EXTRACTED DATA:
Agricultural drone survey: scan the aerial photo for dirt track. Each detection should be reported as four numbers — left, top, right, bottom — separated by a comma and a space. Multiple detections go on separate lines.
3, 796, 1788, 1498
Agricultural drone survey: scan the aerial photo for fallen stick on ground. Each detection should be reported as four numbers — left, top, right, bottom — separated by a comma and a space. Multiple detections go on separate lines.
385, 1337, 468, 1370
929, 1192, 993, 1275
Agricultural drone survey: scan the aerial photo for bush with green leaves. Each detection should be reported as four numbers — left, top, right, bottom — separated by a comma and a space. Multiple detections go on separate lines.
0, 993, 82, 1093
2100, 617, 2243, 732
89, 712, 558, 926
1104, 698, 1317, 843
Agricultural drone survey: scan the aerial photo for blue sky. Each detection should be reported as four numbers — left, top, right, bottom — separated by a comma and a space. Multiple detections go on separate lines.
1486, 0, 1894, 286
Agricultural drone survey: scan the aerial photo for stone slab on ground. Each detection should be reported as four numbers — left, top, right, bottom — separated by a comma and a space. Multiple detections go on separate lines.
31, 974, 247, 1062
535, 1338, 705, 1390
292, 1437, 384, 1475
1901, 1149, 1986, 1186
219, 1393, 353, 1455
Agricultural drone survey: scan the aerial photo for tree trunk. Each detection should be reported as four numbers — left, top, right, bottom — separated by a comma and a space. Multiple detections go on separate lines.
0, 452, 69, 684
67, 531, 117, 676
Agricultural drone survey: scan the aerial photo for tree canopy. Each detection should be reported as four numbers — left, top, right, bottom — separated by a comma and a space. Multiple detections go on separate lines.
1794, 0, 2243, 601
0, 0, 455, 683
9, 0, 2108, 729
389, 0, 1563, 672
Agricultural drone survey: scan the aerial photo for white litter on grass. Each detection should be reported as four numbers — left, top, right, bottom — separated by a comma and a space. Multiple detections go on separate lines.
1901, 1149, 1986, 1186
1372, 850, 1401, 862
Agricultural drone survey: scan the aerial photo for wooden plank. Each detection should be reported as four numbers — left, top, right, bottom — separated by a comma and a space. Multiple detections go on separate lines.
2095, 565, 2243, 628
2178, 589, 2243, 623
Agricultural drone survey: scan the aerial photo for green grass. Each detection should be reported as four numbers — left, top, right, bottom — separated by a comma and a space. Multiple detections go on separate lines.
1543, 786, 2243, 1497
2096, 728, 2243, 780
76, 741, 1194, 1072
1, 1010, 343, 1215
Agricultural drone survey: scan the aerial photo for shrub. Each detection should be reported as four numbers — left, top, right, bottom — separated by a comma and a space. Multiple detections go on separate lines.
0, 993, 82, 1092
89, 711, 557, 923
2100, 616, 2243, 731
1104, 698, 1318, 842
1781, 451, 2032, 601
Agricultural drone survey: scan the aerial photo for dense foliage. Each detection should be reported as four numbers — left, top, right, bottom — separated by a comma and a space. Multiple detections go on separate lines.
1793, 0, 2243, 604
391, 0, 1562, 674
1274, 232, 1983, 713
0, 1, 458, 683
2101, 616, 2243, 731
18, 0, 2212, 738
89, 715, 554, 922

WORK INSTRUCTION: Output the material in full, exactly as it appears.

EXERCISE SOLUTION:
Agricultural drone survey: scan the aerial photo for dirt track. Each detection should be reported as four numbers — left, top, right, bottom — separated by a comma and a space. Multiple detections go on separate lines.
3, 796, 1788, 1498
Agricultural drone survey: scan the aerial photo for fallen stick on ground. Each detection should be reported as four numbers — left, top, right, bottom — separated by a comma and a space. Multiple detections go on separate lines.
385, 1337, 468, 1370
929, 1192, 993, 1275
Agricultural drone survey: scan the aerial photo for bush with green leaves. Each detection should be reported as four numbers — left, top, right, bottom — separated by a comma and a space. Multiple detections go on separate lines.
0, 993, 82, 1093
2100, 617, 2243, 732
89, 712, 558, 926
1104, 698, 1317, 843
Agricultural drone survey: scan the aerial photo for blue sky. Each detection should be reported as four numbers — left, top, right, bottom — separated by a comma and a space. Multiple detections go on separate lines.
1486, 0, 1894, 286
Agricultural drone survey: scan the aerial photo for stone slab on ground. Each detection should be reported as four numbers — left, top, right, bottom — separated by a comma and a space. Multiple detections go on separate lines.
31, 974, 247, 1062
535, 1338, 705, 1390
292, 1437, 384, 1475
1901, 1149, 1986, 1186
219, 1393, 353, 1455
Agricultural drone survey: scan the aerial photo for tree trunk. Each detection should be reported as four numbers — left, top, right, bottom — separated by a comma and a space. Multiple detections go on separate lines.
0, 452, 69, 684
67, 531, 117, 676
Agricultural drone survey: scan the aerial photo for tree canopy. Each detection should be reported as four numbers — left, top, right, bottom — separated by a comma and a space. Multiple detections go on separate lines.
1794, 0, 2243, 601
0, 0, 455, 683
9, 0, 2108, 729
389, 0, 1563, 672
Agricultural drone survey: scan the aerial photo for white litter on grass. Each detection should be reported as four numbers — left, top, right, bottom — separated by a comma and a space. Multiple detections go on separate lines.
1901, 1149, 1986, 1186
1372, 850, 1401, 862
Agricultural drone survey: scan the aerial photo for wooden plank. Each detection should be reported as four numbers — left, top, right, bottom — separated by a comma and a space. Multiple detections go on separate lines.
2095, 565, 2243, 628
2178, 589, 2243, 623
Agricultural drone survey: scan the aerial photo for green grass. Each detection should be reported as four numbers — left, top, right, bottom — separated by a comma and a space. Multiple detections go on separate lines.
1543, 786, 2243, 1497
2096, 728, 2243, 780
76, 741, 1194, 1072
1, 1010, 343, 1215
Agricultural drone survey: scan the aerial photo for shrub. Each detection should be reported as four numbers — left, top, right, bottom — separated by a comma and a space. Multiple detections go on separate lines.
0, 993, 82, 1092
89, 711, 557, 923
2100, 616, 2243, 731
1104, 698, 1318, 842
1781, 451, 2032, 601
Agricultural drone survey: scan the aerial photo for dense foliage. Each detection should be reported as four numbers — left, top, right, bottom — separated by a comma and a space. Multiple detections go on separate lines.
1793, 0, 2243, 604
391, 0, 1562, 674
1274, 232, 1983, 713
0, 1, 458, 683
2101, 616, 2243, 731
18, 0, 2212, 738
89, 715, 554, 922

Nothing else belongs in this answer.